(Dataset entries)
------------------------------------------------------------

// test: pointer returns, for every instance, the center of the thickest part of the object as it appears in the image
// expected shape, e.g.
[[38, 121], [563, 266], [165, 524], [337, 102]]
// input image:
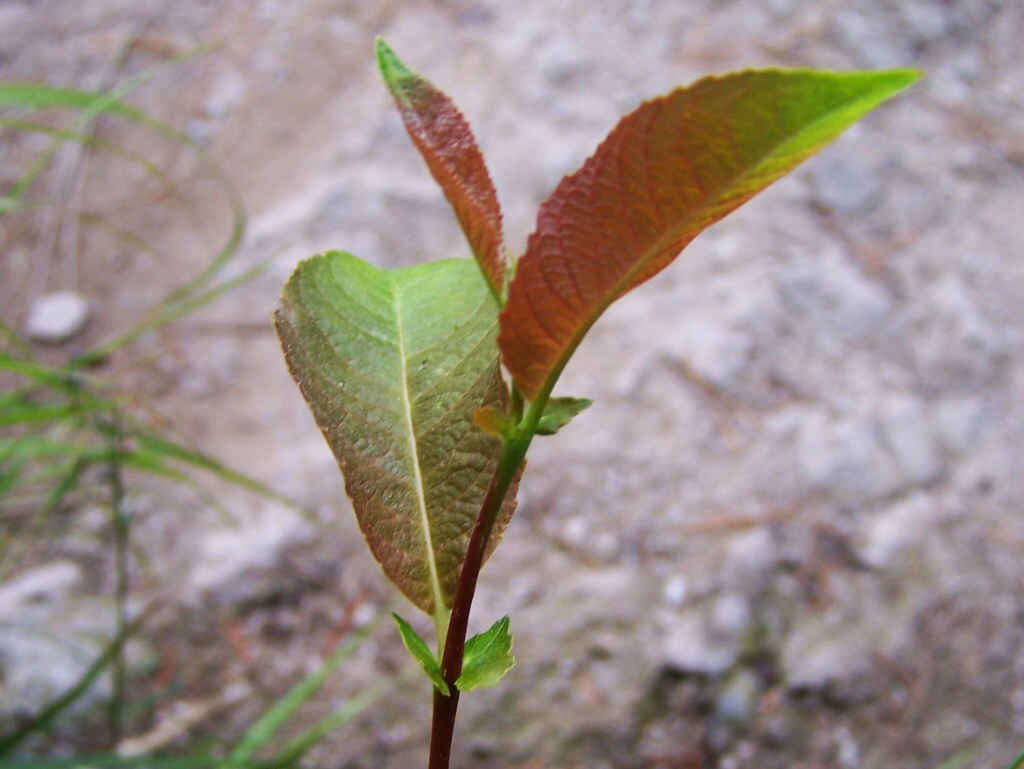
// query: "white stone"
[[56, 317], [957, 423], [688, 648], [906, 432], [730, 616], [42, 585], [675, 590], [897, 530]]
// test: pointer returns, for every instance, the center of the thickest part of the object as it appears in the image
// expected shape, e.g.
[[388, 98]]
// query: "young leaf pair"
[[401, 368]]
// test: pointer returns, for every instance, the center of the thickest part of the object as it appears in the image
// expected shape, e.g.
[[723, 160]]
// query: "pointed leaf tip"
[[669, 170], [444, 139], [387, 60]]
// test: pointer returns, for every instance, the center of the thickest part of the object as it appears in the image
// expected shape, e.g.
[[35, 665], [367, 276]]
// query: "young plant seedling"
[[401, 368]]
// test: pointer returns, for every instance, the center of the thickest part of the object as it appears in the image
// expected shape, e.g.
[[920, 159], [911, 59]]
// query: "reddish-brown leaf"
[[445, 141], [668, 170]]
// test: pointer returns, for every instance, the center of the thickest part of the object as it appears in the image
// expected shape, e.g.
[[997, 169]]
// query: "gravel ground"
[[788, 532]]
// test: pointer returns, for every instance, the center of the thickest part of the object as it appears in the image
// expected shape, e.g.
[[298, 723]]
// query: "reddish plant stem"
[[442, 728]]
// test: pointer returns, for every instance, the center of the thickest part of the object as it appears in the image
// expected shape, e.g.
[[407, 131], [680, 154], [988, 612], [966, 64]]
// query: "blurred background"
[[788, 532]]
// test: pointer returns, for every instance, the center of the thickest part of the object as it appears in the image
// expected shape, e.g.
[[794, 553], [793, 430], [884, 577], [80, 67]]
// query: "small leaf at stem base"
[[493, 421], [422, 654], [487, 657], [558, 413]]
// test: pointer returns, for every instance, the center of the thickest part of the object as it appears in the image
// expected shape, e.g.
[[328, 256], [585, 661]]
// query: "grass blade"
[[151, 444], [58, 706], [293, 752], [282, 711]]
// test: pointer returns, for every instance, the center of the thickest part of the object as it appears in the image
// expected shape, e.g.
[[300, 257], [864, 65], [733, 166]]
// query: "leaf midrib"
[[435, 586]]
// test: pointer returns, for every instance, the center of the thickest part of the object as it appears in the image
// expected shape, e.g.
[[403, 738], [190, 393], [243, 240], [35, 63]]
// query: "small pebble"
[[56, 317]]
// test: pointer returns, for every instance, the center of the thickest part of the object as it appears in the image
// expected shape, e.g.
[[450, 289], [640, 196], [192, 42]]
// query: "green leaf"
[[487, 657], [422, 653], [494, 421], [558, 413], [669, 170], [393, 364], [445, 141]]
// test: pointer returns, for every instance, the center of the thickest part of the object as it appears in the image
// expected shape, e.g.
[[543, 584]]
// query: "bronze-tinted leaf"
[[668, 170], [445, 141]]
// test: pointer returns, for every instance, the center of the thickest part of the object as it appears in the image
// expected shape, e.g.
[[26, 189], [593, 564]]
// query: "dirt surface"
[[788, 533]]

------------------------------------------------------------

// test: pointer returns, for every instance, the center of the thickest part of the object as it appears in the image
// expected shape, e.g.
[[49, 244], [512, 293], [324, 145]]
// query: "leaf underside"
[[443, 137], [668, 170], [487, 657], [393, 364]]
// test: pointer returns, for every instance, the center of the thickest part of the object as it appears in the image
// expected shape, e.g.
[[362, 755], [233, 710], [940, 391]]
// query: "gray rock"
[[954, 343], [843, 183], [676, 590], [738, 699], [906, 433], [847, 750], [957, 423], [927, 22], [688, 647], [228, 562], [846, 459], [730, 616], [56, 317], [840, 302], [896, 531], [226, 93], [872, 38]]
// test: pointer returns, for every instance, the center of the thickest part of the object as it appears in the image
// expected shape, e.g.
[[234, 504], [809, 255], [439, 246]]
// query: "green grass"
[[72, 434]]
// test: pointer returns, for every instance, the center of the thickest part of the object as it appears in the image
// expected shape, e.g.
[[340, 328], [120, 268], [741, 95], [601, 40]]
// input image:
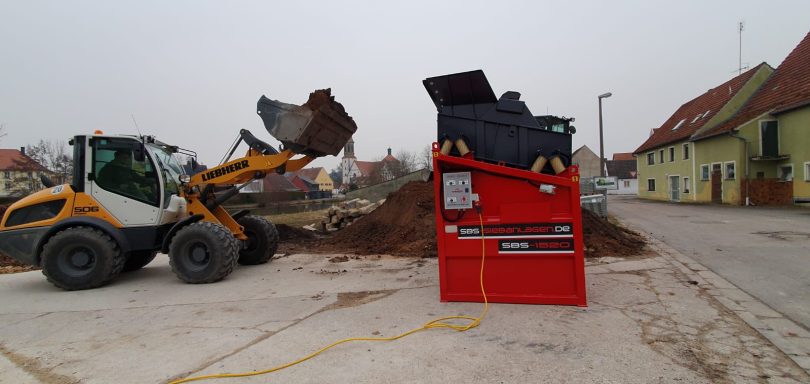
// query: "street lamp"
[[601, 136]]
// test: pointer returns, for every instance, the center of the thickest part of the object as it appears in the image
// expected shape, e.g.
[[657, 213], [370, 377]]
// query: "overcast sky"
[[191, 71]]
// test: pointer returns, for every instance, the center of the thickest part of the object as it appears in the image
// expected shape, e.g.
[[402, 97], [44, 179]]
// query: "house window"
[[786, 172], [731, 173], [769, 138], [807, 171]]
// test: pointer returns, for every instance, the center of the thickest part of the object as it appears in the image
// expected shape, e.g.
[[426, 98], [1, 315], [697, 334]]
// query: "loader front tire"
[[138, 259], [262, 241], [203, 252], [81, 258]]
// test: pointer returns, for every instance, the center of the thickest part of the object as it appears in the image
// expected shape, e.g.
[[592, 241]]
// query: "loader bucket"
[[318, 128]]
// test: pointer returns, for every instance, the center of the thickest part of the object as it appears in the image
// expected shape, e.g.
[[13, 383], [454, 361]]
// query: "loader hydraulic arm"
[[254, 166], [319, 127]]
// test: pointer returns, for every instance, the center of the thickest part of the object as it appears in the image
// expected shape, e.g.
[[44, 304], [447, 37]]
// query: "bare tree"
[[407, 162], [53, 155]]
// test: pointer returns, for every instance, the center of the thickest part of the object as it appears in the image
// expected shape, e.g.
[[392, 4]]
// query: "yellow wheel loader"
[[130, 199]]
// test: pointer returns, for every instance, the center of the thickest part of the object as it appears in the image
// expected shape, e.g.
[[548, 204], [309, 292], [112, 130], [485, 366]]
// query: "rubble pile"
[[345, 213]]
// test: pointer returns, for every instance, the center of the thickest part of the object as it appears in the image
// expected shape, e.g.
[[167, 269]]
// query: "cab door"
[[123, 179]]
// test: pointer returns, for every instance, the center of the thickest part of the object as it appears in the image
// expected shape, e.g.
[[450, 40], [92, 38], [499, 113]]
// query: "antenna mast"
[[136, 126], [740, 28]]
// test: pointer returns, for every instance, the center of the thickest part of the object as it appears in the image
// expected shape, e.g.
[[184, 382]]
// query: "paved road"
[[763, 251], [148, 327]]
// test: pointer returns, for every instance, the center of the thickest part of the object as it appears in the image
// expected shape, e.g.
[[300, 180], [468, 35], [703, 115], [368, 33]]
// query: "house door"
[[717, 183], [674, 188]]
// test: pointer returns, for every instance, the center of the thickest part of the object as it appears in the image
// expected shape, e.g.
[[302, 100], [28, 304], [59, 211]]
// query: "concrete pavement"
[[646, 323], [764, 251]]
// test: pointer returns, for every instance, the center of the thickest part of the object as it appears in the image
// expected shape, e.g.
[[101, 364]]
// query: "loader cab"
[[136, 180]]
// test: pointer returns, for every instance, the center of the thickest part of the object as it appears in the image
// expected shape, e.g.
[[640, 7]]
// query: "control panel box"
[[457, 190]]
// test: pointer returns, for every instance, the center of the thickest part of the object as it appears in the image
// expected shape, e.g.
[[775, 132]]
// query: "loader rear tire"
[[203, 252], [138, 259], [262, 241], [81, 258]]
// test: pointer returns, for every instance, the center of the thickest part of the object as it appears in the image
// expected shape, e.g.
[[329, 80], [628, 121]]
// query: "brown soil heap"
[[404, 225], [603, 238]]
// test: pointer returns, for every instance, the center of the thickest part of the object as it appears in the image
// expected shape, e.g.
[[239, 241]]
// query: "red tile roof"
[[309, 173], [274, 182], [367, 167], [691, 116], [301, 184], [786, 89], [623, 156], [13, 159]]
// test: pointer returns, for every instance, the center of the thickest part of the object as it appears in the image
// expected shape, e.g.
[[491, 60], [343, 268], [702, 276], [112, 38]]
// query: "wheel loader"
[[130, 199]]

------------------------------------------------------------

* [To do]:
List every line of the records that contains the word "leaf", matching case.

* [The completed task]:
// query: "young leaf pair"
// query: "pointed leaf tip"
// query: "reddish-brown leaf"
// query: "small leaf at stem base"
// query: "leaf midrib"
// query: "green leaf"
// query: "bronze-tinted leaf"
// query: "leaf underside"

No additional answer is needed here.